*** Block opens ***
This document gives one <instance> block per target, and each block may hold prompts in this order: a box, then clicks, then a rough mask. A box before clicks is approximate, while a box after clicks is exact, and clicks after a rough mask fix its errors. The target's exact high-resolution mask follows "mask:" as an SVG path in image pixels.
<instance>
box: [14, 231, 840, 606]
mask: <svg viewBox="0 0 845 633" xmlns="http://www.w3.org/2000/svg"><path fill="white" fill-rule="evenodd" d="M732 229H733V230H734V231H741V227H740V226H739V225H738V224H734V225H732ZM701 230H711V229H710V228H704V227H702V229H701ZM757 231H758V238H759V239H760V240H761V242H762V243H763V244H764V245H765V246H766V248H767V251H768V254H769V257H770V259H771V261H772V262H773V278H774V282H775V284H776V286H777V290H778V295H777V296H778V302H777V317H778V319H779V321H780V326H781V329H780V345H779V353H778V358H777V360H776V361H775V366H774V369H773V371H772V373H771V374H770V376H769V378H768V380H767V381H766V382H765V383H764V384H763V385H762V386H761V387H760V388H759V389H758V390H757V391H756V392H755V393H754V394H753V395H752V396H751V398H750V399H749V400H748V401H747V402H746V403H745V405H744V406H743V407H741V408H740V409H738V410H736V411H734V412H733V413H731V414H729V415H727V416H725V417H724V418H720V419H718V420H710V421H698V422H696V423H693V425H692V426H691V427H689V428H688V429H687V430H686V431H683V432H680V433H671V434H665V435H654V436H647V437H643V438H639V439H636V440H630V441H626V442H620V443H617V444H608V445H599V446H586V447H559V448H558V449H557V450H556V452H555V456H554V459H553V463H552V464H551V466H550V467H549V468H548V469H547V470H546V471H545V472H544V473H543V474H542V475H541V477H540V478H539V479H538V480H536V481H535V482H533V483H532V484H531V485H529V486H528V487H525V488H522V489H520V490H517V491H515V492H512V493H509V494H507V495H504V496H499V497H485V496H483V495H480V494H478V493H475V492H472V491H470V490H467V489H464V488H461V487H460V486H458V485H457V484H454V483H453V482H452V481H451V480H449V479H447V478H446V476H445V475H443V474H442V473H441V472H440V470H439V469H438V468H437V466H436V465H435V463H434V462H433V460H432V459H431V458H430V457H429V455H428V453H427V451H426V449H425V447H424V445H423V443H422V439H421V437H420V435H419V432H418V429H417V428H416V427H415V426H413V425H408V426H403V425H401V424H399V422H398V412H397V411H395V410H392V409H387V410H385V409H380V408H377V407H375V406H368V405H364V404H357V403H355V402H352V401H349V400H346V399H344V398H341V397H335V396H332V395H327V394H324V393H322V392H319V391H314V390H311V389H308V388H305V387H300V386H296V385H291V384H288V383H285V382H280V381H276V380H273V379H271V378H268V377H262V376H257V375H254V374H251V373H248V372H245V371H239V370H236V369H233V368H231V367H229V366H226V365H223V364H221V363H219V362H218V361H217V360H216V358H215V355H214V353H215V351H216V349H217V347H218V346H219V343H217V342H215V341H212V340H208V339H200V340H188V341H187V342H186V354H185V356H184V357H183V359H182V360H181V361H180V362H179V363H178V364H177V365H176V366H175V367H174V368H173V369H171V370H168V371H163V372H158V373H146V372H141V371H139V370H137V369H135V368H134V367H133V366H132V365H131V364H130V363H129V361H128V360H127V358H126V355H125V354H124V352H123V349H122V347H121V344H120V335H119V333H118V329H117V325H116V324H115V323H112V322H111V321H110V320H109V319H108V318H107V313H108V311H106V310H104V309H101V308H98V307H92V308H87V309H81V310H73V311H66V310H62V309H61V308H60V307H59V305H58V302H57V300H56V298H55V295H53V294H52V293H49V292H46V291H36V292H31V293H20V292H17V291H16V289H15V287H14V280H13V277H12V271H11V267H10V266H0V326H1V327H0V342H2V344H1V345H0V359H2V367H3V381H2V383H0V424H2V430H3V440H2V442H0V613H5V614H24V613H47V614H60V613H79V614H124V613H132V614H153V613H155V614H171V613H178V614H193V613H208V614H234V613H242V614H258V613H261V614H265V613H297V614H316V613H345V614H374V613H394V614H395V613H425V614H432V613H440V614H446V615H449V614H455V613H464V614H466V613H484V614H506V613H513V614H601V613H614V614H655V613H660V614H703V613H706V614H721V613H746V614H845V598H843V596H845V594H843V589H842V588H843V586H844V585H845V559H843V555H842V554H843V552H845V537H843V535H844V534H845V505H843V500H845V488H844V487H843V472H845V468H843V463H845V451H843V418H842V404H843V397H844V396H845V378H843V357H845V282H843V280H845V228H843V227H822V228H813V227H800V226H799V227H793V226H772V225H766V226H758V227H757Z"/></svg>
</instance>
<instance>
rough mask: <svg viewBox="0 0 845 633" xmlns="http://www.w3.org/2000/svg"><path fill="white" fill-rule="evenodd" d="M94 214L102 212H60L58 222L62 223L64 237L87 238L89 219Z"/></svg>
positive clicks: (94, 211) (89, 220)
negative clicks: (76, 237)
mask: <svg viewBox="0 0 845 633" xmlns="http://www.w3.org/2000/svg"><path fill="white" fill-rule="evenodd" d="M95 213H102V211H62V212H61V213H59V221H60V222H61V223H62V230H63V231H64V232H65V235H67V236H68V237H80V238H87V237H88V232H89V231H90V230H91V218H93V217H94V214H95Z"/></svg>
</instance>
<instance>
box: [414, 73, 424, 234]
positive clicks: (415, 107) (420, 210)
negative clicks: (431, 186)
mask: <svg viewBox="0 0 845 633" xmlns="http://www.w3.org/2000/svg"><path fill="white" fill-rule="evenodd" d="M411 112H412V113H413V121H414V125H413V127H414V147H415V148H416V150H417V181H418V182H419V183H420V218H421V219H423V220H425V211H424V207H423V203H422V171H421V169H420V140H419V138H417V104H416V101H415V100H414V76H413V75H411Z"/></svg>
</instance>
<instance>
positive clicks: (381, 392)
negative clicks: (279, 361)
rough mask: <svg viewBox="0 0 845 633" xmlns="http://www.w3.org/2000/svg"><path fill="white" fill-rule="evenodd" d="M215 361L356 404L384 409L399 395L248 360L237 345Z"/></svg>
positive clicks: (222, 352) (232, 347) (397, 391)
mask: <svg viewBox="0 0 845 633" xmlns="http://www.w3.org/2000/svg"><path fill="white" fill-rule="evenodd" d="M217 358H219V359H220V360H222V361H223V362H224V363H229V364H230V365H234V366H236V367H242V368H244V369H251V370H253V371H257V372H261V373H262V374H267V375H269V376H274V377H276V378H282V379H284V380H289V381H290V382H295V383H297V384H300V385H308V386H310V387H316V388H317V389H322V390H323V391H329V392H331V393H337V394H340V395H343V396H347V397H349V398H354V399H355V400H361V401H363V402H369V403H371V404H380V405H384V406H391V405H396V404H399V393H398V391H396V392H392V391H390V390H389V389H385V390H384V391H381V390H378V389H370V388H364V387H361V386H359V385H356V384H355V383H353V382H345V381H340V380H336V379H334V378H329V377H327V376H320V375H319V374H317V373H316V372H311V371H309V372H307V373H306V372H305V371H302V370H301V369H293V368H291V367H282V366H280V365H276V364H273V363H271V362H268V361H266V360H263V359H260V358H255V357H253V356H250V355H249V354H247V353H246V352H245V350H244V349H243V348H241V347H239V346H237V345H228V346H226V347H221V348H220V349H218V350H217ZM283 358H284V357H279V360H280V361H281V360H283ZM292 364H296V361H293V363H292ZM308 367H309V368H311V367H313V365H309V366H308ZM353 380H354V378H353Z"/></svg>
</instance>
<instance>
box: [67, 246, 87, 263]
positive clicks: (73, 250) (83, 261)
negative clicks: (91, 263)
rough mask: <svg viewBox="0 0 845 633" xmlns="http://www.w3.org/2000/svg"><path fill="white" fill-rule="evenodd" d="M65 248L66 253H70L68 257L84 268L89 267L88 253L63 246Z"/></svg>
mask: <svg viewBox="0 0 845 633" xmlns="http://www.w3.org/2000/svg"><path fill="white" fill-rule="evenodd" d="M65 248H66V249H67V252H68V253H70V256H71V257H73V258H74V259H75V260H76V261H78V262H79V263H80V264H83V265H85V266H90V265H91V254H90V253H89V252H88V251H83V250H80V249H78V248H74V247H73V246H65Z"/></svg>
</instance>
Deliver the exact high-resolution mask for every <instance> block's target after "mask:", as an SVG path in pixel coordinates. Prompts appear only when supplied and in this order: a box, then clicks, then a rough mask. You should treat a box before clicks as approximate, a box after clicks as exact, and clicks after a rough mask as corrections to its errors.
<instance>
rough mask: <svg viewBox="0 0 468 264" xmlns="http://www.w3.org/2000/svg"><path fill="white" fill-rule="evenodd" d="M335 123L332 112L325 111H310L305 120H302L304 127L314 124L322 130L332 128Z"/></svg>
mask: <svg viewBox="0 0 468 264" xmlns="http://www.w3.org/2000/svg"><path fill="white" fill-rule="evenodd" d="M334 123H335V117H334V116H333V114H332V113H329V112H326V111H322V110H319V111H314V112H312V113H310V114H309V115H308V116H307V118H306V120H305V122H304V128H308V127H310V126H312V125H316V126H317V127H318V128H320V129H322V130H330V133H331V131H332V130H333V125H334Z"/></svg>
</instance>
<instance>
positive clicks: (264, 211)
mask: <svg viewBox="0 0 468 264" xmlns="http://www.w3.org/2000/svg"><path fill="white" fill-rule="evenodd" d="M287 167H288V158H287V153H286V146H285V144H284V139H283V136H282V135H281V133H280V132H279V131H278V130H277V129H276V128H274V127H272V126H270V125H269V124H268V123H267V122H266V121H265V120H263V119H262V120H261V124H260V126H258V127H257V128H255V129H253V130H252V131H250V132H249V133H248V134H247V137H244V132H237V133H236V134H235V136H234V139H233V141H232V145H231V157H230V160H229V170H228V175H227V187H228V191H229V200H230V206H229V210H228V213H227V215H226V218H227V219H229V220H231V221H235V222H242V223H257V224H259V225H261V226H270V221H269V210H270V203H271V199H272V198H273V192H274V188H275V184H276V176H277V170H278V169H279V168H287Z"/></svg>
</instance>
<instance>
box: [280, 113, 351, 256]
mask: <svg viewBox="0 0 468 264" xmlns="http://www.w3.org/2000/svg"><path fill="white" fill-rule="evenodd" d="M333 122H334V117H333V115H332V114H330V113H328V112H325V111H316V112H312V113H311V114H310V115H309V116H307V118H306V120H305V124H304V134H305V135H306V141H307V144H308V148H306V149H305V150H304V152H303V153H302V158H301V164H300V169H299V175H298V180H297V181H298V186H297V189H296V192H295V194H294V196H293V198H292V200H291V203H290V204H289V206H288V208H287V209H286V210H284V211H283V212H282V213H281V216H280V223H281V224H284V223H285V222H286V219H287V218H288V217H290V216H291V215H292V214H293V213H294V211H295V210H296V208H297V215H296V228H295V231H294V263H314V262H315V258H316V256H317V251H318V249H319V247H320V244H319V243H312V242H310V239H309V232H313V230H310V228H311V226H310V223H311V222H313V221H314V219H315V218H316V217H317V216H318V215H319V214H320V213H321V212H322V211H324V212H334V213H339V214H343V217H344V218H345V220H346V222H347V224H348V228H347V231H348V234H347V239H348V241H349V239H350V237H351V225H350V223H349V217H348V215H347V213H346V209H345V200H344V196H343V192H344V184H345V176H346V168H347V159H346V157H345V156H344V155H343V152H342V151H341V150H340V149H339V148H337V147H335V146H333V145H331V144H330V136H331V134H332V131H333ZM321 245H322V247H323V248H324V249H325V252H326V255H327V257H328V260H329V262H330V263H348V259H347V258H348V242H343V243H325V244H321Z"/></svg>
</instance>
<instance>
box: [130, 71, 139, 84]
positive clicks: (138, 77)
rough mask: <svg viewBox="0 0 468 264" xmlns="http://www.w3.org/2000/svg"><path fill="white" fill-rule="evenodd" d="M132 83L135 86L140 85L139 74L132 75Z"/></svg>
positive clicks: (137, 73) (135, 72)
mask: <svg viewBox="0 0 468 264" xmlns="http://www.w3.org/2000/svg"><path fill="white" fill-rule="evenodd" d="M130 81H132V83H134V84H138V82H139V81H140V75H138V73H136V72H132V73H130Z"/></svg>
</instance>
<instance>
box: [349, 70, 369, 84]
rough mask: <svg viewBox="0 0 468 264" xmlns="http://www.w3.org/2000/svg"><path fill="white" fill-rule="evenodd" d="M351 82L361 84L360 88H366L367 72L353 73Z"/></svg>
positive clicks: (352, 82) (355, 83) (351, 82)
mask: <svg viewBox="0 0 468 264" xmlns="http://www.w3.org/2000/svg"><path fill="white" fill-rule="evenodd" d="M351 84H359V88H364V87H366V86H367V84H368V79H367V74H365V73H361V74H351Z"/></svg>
*** Block closes ***
*TRY IT*. In the listing above, find each line with "before" and copy it.

*SOLUTION TO THE PROBLEM*.
This document gives one <instance> block per target, and each block may hold prompts in this order: a box, then clicks, then a rough mask. A box before clicks is approximate, while a box after clicks is exact, and clicks after a rough mask fix its errors. The target's exact high-resolution mask follows "mask:" as an SVG path in image pixels.
Deliver the exact high-resolution mask for every <instance> block's target after "mask:", as an SVG path in pixel coordinates. Prompts appear only when supplied and in this order: a box, then clicks, then a rough mask. You should treat a box before clicks as approximate, a box after clicks as exact, and clicks after a rough mask as corrections to its errors.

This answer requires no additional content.